GOAL OF THE EXERCISE: Print every entry exactly once more, omitting each picture.
START SOURCE RECORDS
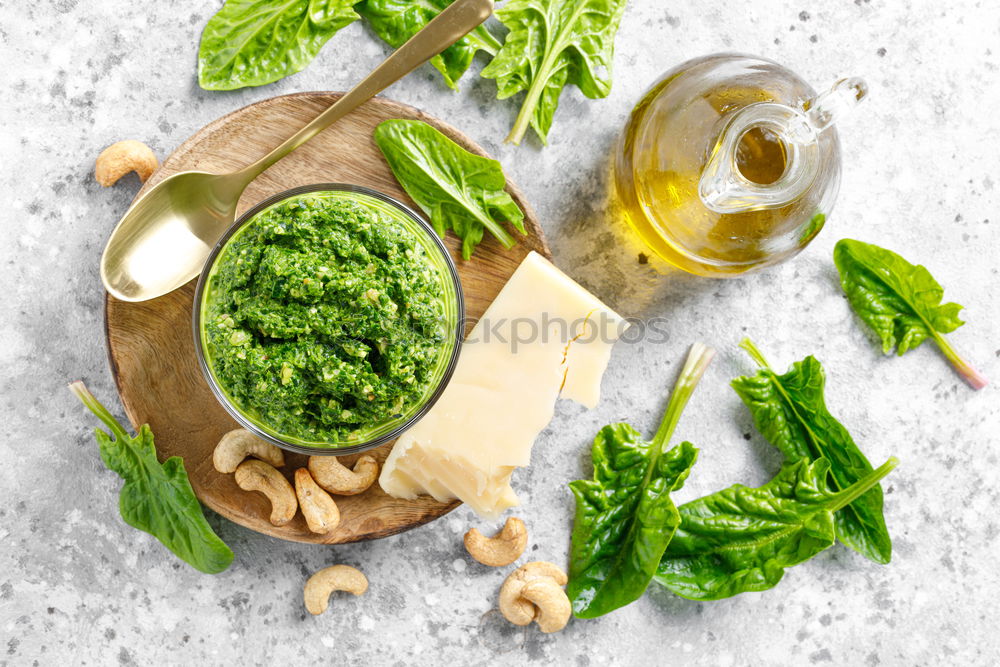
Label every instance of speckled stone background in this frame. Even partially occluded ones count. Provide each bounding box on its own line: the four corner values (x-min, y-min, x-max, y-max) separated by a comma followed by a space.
2, 0, 999, 664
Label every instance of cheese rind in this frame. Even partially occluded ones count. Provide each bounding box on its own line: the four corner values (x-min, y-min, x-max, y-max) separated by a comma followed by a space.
379, 251, 627, 517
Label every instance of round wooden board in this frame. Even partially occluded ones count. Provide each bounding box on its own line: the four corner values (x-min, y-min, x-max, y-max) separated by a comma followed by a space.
105, 92, 550, 544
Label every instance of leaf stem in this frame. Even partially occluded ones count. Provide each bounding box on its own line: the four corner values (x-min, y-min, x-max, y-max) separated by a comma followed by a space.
827, 457, 899, 513
483, 217, 516, 249
930, 332, 988, 390
739, 338, 771, 370
651, 343, 716, 452
506, 80, 546, 145
505, 43, 562, 145
68, 381, 129, 442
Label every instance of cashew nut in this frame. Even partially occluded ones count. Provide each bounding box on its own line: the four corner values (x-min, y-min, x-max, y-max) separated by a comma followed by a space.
94, 140, 158, 187
520, 580, 571, 633
308, 454, 378, 495
213, 429, 285, 473
464, 517, 527, 567
303, 565, 368, 615
234, 460, 297, 526
498, 561, 568, 627
294, 468, 340, 534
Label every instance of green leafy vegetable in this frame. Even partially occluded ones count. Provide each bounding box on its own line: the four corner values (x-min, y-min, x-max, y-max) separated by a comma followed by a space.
198, 0, 359, 91
731, 339, 892, 565
374, 119, 526, 259
567, 343, 713, 618
356, 0, 501, 90
833, 238, 987, 389
654, 457, 898, 601
69, 382, 234, 574
481, 0, 630, 145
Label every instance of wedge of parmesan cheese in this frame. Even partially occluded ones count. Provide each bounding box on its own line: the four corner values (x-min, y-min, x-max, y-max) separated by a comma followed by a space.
379, 251, 627, 518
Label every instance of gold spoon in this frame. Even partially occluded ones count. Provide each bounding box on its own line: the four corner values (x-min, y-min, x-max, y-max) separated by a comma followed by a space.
101, 0, 495, 302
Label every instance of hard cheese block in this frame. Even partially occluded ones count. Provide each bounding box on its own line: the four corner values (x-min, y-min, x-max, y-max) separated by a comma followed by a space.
379, 251, 627, 517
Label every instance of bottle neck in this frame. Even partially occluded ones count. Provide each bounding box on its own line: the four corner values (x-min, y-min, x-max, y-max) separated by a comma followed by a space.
698, 78, 868, 214
699, 103, 820, 213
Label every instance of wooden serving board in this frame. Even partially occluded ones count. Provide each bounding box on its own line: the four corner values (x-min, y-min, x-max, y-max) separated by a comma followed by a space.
105, 92, 550, 544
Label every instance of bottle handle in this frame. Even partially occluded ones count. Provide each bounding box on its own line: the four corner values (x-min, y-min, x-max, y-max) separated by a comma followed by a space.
698, 78, 868, 214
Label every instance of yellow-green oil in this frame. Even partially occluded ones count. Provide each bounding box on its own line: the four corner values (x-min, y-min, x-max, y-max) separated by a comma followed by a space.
613, 78, 824, 277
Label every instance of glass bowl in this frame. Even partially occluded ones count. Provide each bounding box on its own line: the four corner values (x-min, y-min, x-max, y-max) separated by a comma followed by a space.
192, 183, 464, 456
END SOURCE RECORDS
THE ANSWER:
Label every instance of speckled stone background in this frame. Even partially occluded ones count. Provide each bounding box on its own line: the four corner values (x-min, y-min, x-max, y-max) separated by a comma followed by a space.
2, 0, 999, 664
Label every instance of cheese rind in this frame. Even partially occluded ones count. Provide each bounding box on its own line: the four corner values (x-min, y-min, x-max, y-max) separated by a comma followed by a space.
379, 251, 627, 517
Label every instance of round wooden board in this frame. Even partially occluded ones count. Provide each bounding box on its own line: the four corner values (x-min, y-min, x-max, y-max) separated by a comma followed by a space.
105, 92, 550, 544
Label every instance of leaf stem in this frame. Even partially occluded ones count. Provide each bounding box on its own line: the four corner values (x-min, y-min, x-max, y-max) separated by a comma followed by a space.
827, 457, 899, 513
483, 217, 516, 249
930, 332, 988, 390
739, 338, 771, 370
651, 343, 716, 452
506, 80, 546, 145
505, 43, 562, 145
68, 381, 129, 442
Label every instance of cashew nut in this frame. Even partially occluded ones count. Provide each bounding box on its own line: the four corner values (x-min, y-min, x-max, y-max) separated by a comma followed by a space.
94, 140, 158, 187
520, 580, 571, 633
308, 454, 378, 495
213, 429, 285, 473
464, 517, 527, 567
303, 565, 368, 615
234, 460, 297, 526
498, 561, 568, 627
294, 468, 340, 534
Label every instance of green leafy vegetable in this frame. Even partially occluded ones count. Provide each bounding box on its own line: the four corner values (x-min, y-min, x-max, y-max) separated by a comma followed by a space.
198, 0, 359, 91
731, 339, 892, 565
374, 119, 526, 259
567, 343, 713, 618
356, 0, 501, 90
833, 238, 987, 389
654, 457, 898, 601
69, 382, 234, 574
481, 0, 630, 145
Label every instance of wedge of parmesan cheese in this frame. Even partially occluded ones count. Provide each bounding box on its own line: the four corner values (x-min, y-min, x-max, y-max) separated by a comma followed by a space.
379, 251, 627, 518
Label every instance of gold spoon in this frame. Even partially occluded ones count. Provide each bounding box on its own line: the four corner values (x-min, y-min, x-max, y-max) separated by a comma followed by a space.
101, 0, 495, 302
Label every instance of hard cheese block in this frame. Even partially occluded ones count. Provide each bounding box on its own line: the four corner values (x-min, y-min, x-max, y-max) separated by a comma followed by a space.
379, 251, 627, 517
Label every instance of bottle neck in this frame. Even partially occluded ones count. Provide each bounding box on its own line: the four corner values (x-min, y-min, x-max, y-max) separated by a comma followed by a space.
698, 78, 868, 214
699, 103, 820, 213
Label every instance of wooden serving board in this frame. Even partially occluded ones count. Provide each bounding box on its own line: the four corner values (x-min, y-min, x-max, y-max) separated by a comma followed by a space.
105, 92, 550, 544
Label every instance of bottle handle in this frame. Even partially occluded ones count. Provide each bounding box on its own line: the four corner values (x-min, y-min, x-max, y-max) separated by a comma followed by a space.
698, 78, 868, 214
Label every instance of yellow-green oil in this frame. Even partially occluded ones count. Provide each bounding box on its own line: the four corner values (x-min, y-min, x-max, y-max) separated by a comma followed by a space.
613, 78, 824, 277
Label every instance of glass bowl in this frame. Even partially occluded ones count. Provide each bounding box on its own line: the four corner values (x-min, y-min, x-max, y-max) separated by a comma followed by a space.
192, 183, 464, 456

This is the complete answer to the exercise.